READING PASSAGE

AWS Core Services for DevOps: EC2, ECS, EKS, S3, Lambda
Navigate essential AWS services for DevOps workloads—compute (EC2, ECS, EKS), storage (S3), serverless (Lambda), and foundational networking.
AWS Core Services for DevOps: EC2, ECS, EKS, S3, Lambda
AWS forms the backbone of many enterprise cloud strategies. Understanding its core services means understanding how compute, storage, networking, and serverless components fit together. This post covers the essential services for deploying and operating applications on AWS.
The services covered here appear in virtually every AWS architecture. Even if you plan to use higher-level services, knowing how the underlying components work helps you make better architectural decisions and debug problems when they arise.
When to Use
EC2 vs. ECS vs. EKS vs. Lambda
Choose EC2 when you need full control over the operating system, require specific hardware configurations, or run legacy applications that cannot be containerized. EC2 gives you the most flexibility at the cost of the most operational overhead.
Choose ECS when you want container orchestration without the complexity of Kubernetes. ECS integrates tightly with AWS services like ALB, CloudWatch, and IAM, making it a natural fit for teams already invested in AWS. Use Fargate launch type when you want serverless containers—AWS manages the EC2 fleet for you.
Choose EKS when your team knows Kubernetes and wants portability across cloud providers, or when you need Kubernetes-specific features like custom controllers, complex pod scheduling, or a broad ecosystem of third-party tools.
Choose Lambda when your workload is event-driven, short-running, or bursty. Lambda handles scaling automatically and charges only for execution time. If your function runs for hours continuously, EC2 or ECS is likely cheaper.
S3 Storage Class Selection
Use S3 Standard for frequently accessed data—hot storage for active workloads. Use S3 IA (Infrequent Access) for data that is accessed less than once per month but needs rapid access when needed. Use S3 Glacier for archival data that you need to retain but rarely access, with retrieval times of minutes to hours depending on the tier.
AWS Multi-Account Architecture
AWS resources are deployed to specific geographic regions, and regions are independent of each other. Each region has multiple availability zones (AZs)—physically separate data centers with independent power, networking, and cooling. Deploying across multiple AZs protects against single-datacenter failures.
# List available regions
aws ec2 describe-regions --output table
# Get current region
aws configure get region
Account structure shapes your AWS environment. Organizations use consolidated billing to manage multiple accounts under a single payer. Common patterns include separate accounts per environment (dev, staging, production), per team, or per application domain.

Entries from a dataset
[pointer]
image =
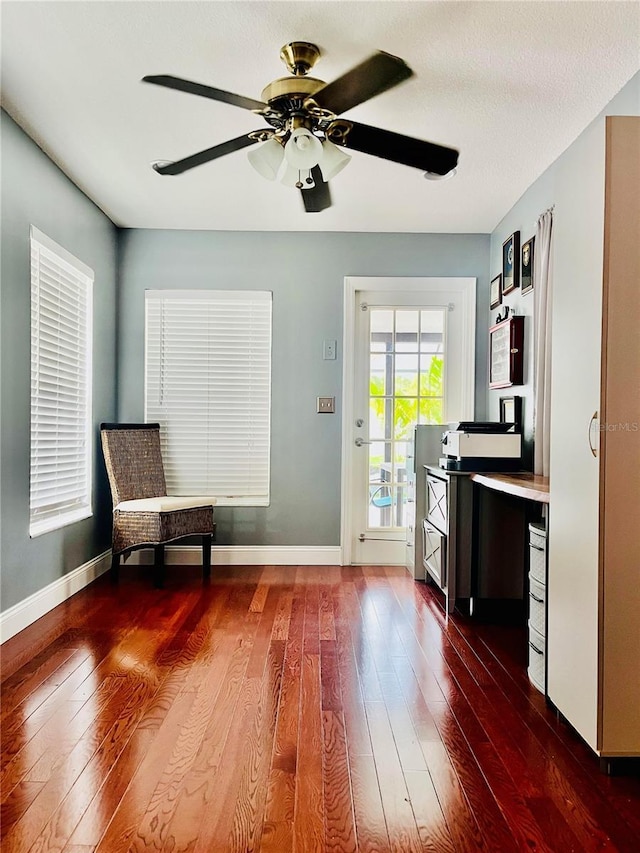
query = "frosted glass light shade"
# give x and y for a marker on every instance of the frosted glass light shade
(267, 159)
(334, 159)
(303, 150)
(291, 176)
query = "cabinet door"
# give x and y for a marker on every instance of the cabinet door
(437, 509)
(572, 632)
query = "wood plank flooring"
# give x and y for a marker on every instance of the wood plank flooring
(289, 709)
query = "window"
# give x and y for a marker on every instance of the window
(208, 384)
(60, 470)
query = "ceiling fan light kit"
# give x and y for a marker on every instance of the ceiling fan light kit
(267, 159)
(305, 145)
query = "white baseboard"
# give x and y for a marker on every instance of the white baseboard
(239, 555)
(26, 612)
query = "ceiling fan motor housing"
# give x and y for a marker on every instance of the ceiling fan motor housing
(300, 57)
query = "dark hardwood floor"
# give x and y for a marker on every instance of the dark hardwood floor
(289, 709)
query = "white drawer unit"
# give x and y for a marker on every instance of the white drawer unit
(537, 605)
(537, 654)
(538, 552)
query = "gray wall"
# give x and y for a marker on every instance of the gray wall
(306, 274)
(36, 192)
(556, 186)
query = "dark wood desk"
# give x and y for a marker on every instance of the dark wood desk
(504, 505)
(520, 484)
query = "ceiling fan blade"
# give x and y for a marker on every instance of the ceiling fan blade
(207, 155)
(204, 91)
(380, 72)
(427, 156)
(318, 197)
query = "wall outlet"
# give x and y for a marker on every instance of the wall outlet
(329, 350)
(326, 405)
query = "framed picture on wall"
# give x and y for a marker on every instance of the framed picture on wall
(495, 297)
(511, 411)
(526, 278)
(511, 263)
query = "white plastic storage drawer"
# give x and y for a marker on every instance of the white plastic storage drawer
(536, 668)
(537, 597)
(538, 552)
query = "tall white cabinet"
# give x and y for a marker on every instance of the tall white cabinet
(593, 629)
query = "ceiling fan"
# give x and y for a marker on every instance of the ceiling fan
(304, 145)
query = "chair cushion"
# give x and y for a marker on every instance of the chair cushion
(168, 503)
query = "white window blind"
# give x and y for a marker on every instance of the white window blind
(61, 325)
(208, 384)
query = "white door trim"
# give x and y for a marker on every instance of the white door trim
(466, 287)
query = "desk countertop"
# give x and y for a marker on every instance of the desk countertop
(520, 484)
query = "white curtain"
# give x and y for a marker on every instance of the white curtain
(542, 277)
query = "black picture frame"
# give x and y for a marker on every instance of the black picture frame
(511, 411)
(526, 266)
(495, 293)
(511, 263)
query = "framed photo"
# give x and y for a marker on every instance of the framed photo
(495, 297)
(511, 411)
(526, 277)
(510, 263)
(506, 341)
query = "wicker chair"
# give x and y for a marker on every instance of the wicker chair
(144, 515)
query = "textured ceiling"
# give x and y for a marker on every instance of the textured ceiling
(510, 84)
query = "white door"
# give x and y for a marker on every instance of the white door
(409, 359)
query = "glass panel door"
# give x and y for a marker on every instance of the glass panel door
(406, 387)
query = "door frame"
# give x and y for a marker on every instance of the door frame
(464, 287)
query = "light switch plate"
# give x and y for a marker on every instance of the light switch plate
(329, 348)
(326, 405)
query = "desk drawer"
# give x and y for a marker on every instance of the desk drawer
(537, 653)
(538, 552)
(537, 605)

REQUIRED TASKS
1. According to the AWS services page, which S3 storage class is meant for archival data that must be retained but is rarely accessed?
2. Rewrite the stretch of the AWS services page from "When to Use" through "fleet for you.", putting "management burden" in place of "operational overhead".
3. Carry the AWS services page on past its last sentence.

EXPECTED OUTPUTS
1. S3 Glacier

2.
When to Use
EC2 vs. ECS vs. EKS vs. Lambda
Choose EC2 when you need full control over the operating system, require specific hardware configurations, or run legacy applications that cannot be containerized. EC2 gives you the most flexibility at the cost of the most management burden.
Choose ECS when you want container orchestration without the complexity of Kubernetes. ECS integrates tightly with AWS services like ALB, CloudWatch, and IAM, making it a natural fit for teams already invested in AWS. Use Fargate launch type when you want serverless containers—AWS manages the EC2 fleet for you.

3.
Organization
├── Management Account (billing, SCPs)
├── Security Account (GuardDuty, Security Hub)
├── Dev Account
├── Staging Account
└── Production Account
Service Control Policies (SCPs) at the organization level restrict what can be done in member accounts. This enforces guardrails without managing IAM in every account.
flowchart TD
A[AWS Organization] --> B[Management Account]
A --> C[Security Account]
A --> D[Dev Account]
A --> E[Staging Account]
A --> F[Production Account]
C --> G[GuardDuty]
C --> H[Security Hub]
D --> I[Dev VPC]
E --> J[Staging VPC]
F --> K[Production VPC]
K --> L[ALB]
L --> M[EKS Cluster]
M --> N[ECS Tasks]
N --> O[S3 Artifacts]
EC2 Instance Types and ASGs
EC2 provides virtual machines in the cloud. Instance types determine the CPU, memory, storage, and networking capacity. The naming pattern is family, generation, and size—for example, t3.micro is a burstable general purpose instance, third generation, micro size.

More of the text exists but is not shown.